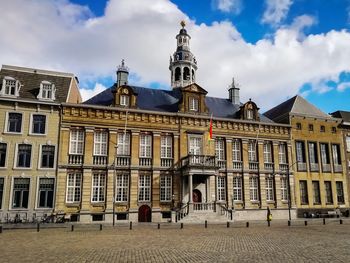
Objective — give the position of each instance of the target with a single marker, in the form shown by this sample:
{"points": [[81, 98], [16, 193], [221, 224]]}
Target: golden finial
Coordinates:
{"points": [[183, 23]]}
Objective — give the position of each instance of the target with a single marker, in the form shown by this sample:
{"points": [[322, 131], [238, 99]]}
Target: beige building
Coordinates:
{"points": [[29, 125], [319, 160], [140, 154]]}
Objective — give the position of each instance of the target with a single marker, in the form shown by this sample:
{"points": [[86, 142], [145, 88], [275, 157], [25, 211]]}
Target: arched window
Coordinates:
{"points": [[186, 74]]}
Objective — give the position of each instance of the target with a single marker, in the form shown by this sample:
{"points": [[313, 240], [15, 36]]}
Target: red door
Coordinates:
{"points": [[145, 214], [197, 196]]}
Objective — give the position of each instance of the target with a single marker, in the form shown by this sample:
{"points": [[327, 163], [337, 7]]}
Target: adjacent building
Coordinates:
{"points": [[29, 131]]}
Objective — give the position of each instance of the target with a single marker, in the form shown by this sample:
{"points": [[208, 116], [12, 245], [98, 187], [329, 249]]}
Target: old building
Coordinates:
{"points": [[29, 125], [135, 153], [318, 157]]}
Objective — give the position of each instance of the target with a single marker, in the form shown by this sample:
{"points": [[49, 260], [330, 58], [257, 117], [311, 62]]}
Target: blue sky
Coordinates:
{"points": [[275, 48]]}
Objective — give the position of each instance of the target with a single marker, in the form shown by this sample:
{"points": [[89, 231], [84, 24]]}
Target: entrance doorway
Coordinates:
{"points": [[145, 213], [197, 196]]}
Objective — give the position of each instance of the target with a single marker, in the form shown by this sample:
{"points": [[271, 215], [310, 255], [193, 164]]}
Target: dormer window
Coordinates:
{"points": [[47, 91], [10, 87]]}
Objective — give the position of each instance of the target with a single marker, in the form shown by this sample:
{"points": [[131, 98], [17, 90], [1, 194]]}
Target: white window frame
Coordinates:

§ Exercise instructions
In this exercise, set down all of the data exactly, without the pictures.

§ Task answer
Objective — give the position of each instance of the target with a single marker, in the form shown by this sample:
{"points": [[81, 98], [16, 193], [221, 224]]}
Target: golden finial
Coordinates:
{"points": [[183, 23]]}
Objective — give the position of each instance of the target with a single marker, in the form shown by this sample:
{"points": [[322, 131], [238, 99]]}
Target: beige building
Coordinates:
{"points": [[29, 125], [319, 160], [140, 154]]}
Objective — give the position of each instance of the target with a single marker, in the form shown by this sample:
{"points": [[86, 142], [145, 88], [275, 157], [25, 211]]}
Target: arched window
Coordinates:
{"points": [[186, 74]]}
Objective — give the position of each instance of the target with a single marker, in the form shown by this sample:
{"points": [[313, 240], [15, 36]]}
Target: red door
Coordinates:
{"points": [[145, 214], [197, 196]]}
Objective — give the position of each instance of the target with a single marker, in the form shown by this sample:
{"points": [[327, 163], [337, 7]]}
Target: adjacent building
Coordinates:
{"points": [[29, 131]]}
Objective — give the position of each instance of the target with a single marker, in the form shown by this sample:
{"points": [[208, 116], [12, 245], [98, 187], [329, 249]]}
Target: old building
Coordinates:
{"points": [[29, 125], [135, 153], [318, 157]]}
Objective — give the position of each instance of the target with a single marker, in the form shown by this sample:
{"points": [[49, 260], [330, 58], [257, 117], [311, 62]]}
Target: blue sky
Coordinates:
{"points": [[275, 48]]}
Objective — give the position of each instance of the target with a single marker, in the form shown by this sample:
{"points": [[89, 231], [84, 24]]}
Target: entrance doorway
Coordinates:
{"points": [[145, 213], [197, 196]]}
Objective — give the position of each instance of the target with a single marker, in the form shown by this sample:
{"points": [[271, 215], [310, 255], [193, 164]]}
Target: dormer window
Coordinates:
{"points": [[47, 91], [10, 87]]}
Objective — give the position of each instance of the target with a single marker, in the form shown by this sample:
{"points": [[131, 98], [17, 90], [1, 194]]}
Target: white window frame
Coordinates:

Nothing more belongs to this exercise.